= 課題内容 =
本文を読み、次の問いに答えてください。
1. 貴辺が法華経を身命よりも大事と思うのは、何が開発したためだと述べられていますか。
2. 寿量品は本門の何であると述べられていますか。
3. 我ら衆生が今法華経に値うのは、乃往過去に何を聴聞したためだとされていますか。

= 本文 =

貴辺は、日来はこれらの法門に迷い給いしかども、日蓮が法門を聞いて、賢者なれば本執をたちまちに翻し給いて、法華経を持ち給うのみならず、結句は身命よりもこの経を大事と思しめすこと、不思議が中の不思議なり。これはひとえに今のことにあらず。過去の宿縁開発せるにこそ、かくは思しめすらめ。有り難し、有り難し。
次に寿量品と申すは、本門の肝心なり。またこの品は、一部の肝心、一代聖教の肝心のみならず、三世の諸仏の説法の儀式の大要なり。教主釈尊、寿量品の一念三千の法門を証得し給うことは、三世の諸仏と内証等しきが故なり。ただし、この法門は、釈尊一仏の己証のみにあらず、諸仏もまたしかなり。我ら衆生の無始已来六道生死の浪に沈没せしが、今、教主釈尊の所説の法華経に値い奉ることは、乃往過去にこの寿量品の久遠実成の一念三千を聴聞せし故なり。有り難き法門なり。

= データ一覧 =
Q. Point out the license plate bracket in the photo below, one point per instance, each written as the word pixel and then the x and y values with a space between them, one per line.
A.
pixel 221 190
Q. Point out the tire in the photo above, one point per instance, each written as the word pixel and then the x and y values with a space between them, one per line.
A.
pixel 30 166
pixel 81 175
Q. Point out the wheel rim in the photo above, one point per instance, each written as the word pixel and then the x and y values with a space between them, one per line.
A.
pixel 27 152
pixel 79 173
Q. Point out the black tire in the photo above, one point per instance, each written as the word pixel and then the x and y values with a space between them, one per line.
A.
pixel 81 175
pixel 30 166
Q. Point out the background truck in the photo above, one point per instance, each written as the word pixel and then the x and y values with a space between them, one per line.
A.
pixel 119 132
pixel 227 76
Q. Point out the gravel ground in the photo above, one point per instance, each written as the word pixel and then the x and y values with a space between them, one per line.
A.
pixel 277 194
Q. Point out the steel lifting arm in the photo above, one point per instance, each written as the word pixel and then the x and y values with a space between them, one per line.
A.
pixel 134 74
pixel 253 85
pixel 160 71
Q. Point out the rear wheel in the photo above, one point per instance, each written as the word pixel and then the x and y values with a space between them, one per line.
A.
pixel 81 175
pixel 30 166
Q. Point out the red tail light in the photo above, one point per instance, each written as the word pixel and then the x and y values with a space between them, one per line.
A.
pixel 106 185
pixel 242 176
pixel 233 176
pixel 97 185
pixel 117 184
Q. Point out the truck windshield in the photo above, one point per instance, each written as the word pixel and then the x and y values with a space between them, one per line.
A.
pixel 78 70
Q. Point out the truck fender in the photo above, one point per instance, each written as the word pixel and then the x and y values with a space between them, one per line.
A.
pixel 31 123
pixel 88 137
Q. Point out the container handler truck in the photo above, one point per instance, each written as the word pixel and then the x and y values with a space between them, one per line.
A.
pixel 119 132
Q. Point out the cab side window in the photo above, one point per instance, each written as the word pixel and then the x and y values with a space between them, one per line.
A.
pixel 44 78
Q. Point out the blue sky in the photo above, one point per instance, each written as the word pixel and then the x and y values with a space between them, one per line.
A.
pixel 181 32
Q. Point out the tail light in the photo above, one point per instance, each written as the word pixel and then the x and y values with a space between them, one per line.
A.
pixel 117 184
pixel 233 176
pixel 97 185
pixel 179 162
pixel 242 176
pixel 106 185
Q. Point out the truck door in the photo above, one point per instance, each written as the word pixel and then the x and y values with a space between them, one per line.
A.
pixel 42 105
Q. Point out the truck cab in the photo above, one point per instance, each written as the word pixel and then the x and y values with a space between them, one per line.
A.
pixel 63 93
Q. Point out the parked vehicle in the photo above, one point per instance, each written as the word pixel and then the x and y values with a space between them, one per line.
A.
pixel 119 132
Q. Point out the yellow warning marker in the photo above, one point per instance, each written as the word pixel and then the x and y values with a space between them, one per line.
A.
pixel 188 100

---

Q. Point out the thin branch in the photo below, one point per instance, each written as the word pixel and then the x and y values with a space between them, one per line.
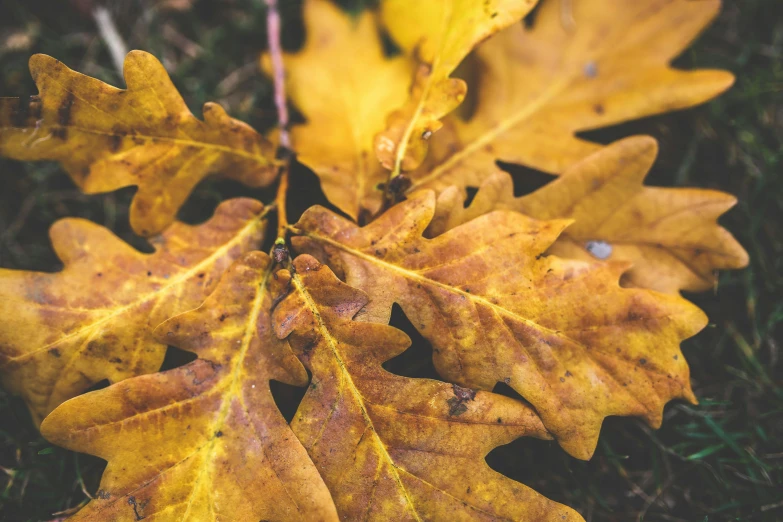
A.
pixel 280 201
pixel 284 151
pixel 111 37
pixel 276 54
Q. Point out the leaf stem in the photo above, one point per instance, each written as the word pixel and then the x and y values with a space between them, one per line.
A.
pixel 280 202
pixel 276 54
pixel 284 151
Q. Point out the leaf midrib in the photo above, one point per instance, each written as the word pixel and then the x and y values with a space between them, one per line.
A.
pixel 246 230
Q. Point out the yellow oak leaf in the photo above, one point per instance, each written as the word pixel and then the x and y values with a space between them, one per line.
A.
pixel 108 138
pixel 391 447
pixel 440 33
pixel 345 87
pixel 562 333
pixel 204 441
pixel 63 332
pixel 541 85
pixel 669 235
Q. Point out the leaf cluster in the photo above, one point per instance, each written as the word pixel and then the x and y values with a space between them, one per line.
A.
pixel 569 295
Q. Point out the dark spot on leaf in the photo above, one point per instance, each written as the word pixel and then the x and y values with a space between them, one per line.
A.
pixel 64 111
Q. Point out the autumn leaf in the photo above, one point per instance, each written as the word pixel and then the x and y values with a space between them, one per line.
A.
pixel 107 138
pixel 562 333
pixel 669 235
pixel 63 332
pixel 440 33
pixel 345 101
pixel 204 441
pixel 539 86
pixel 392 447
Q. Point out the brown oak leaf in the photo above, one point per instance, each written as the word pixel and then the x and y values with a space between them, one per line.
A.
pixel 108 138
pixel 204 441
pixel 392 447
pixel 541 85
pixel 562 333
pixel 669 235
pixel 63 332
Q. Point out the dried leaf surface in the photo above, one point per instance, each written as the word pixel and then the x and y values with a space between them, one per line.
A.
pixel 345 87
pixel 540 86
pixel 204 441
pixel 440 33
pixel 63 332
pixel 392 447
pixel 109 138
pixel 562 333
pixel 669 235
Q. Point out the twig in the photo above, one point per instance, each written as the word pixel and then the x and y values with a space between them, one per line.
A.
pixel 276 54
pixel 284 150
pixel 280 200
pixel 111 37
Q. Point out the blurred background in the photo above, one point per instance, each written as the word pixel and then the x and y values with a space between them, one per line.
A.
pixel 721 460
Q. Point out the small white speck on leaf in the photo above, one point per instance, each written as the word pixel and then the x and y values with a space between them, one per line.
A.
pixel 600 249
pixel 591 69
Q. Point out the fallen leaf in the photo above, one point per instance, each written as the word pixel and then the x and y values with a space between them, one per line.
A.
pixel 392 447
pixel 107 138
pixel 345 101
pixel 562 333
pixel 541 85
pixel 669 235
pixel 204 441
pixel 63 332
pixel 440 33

---

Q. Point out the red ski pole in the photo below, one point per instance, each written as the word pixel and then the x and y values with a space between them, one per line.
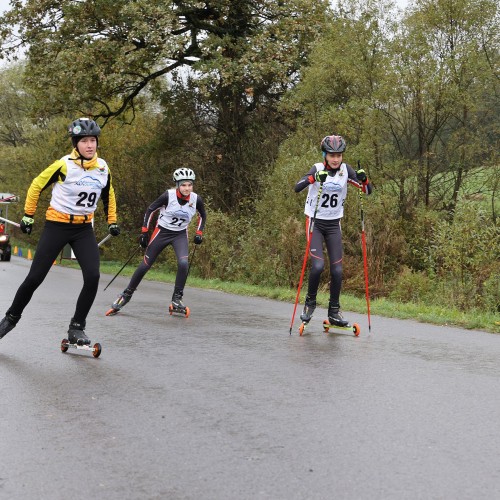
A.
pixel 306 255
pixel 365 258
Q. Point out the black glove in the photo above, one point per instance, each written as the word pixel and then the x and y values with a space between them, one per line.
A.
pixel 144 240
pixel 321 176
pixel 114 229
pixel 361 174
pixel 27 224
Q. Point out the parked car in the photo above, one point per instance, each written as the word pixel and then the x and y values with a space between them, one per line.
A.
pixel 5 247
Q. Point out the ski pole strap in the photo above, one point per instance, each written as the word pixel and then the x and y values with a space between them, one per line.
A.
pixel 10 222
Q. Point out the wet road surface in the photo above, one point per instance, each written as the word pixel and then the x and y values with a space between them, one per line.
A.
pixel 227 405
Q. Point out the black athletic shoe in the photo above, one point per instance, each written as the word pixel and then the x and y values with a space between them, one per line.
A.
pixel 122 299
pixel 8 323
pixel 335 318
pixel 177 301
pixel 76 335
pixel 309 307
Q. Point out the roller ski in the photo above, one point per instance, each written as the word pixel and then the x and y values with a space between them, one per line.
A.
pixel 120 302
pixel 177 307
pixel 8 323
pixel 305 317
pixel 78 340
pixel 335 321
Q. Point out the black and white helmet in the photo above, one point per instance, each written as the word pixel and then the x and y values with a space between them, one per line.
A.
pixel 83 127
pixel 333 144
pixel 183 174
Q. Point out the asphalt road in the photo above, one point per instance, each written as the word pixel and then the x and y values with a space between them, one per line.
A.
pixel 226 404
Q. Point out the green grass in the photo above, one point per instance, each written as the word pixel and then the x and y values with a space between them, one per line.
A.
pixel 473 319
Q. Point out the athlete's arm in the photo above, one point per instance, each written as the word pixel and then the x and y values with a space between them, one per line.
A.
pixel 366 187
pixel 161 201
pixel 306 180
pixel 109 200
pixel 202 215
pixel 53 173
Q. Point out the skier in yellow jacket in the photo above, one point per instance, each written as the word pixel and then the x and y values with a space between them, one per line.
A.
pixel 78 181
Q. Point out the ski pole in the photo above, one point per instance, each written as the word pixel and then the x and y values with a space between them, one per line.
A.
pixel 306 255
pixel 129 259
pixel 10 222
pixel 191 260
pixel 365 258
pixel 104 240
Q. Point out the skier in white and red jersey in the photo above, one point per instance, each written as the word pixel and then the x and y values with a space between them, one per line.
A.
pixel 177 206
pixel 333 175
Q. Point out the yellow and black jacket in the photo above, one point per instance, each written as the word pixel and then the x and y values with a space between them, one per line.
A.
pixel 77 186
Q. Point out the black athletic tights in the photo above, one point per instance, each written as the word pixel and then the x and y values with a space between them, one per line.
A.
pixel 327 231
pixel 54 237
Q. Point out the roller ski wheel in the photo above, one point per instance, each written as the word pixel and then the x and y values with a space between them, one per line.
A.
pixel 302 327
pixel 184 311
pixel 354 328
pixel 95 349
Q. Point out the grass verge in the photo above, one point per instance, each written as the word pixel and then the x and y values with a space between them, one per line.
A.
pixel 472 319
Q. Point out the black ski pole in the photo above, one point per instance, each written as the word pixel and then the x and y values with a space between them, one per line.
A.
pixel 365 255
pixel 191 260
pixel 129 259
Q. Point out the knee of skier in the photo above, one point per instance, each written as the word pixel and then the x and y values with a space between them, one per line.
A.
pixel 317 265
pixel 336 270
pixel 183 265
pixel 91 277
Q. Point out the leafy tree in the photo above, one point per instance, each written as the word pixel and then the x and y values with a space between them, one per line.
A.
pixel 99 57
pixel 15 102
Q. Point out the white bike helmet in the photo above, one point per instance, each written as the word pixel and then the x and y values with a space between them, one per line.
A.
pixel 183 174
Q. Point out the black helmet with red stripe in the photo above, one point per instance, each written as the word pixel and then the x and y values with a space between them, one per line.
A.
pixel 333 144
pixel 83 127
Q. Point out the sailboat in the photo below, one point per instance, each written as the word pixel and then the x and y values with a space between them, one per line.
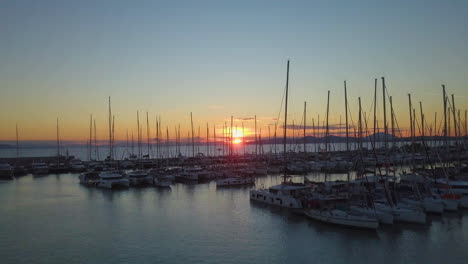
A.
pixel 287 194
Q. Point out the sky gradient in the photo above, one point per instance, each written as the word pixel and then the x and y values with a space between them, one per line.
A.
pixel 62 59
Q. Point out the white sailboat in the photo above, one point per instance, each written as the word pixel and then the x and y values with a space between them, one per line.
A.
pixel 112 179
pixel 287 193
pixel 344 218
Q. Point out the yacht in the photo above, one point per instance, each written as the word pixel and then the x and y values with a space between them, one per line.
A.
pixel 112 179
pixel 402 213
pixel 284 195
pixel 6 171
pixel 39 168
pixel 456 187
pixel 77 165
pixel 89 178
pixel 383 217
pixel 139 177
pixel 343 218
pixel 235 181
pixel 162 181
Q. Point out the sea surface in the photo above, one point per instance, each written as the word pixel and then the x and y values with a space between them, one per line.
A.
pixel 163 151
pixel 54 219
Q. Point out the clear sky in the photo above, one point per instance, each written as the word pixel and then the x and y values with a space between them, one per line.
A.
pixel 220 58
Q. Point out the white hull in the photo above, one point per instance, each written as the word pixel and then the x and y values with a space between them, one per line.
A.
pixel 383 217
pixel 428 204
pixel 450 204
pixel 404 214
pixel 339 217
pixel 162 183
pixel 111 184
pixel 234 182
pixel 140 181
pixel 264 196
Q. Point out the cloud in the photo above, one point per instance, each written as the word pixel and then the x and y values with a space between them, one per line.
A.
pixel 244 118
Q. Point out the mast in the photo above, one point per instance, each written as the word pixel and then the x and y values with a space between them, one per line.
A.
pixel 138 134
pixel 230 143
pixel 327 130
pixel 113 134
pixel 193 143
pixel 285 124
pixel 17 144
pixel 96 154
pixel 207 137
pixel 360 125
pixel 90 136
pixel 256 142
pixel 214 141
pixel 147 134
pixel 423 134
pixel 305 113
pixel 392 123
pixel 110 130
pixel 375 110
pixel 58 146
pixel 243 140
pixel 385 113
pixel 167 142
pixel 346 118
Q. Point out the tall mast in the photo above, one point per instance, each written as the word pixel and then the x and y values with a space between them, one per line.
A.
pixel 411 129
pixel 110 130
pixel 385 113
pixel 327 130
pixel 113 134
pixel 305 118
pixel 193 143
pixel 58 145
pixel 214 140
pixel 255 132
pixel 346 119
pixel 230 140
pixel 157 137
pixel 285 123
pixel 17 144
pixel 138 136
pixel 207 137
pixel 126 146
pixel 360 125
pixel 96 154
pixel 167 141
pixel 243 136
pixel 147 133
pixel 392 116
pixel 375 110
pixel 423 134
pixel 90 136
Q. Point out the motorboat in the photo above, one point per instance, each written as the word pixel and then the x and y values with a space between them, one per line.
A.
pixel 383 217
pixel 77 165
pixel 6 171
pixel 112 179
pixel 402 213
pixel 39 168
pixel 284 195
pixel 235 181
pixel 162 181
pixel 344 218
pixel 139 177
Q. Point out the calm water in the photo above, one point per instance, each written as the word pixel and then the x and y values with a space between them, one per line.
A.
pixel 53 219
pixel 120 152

= 解答 =
1. 過去の宿縁が開発したためだと述べられています。
2. 本門の肝心であると述べられています。
3. 寿量品の久遠実成の一念三千を聴聞したためだとされています。